### PROMPT
What is needed is an exact copy of all the entries below.
--- DATA Enclosed Below ---
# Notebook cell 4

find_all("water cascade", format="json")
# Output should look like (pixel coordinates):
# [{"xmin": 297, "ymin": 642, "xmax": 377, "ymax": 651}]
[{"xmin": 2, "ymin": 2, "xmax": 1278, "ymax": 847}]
--- End of Enclosed DATA ---
### ANSWER FOR THIS EXERCISE
# Notebook cell 4

find_all("water cascade", format="json")
# Output should look like (pixel coordinates):
# [{"xmin": 297, "ymin": 642, "xmax": 377, "ymax": 651}]
[{"xmin": 2, "ymin": 2, "xmax": 1278, "ymax": 847}]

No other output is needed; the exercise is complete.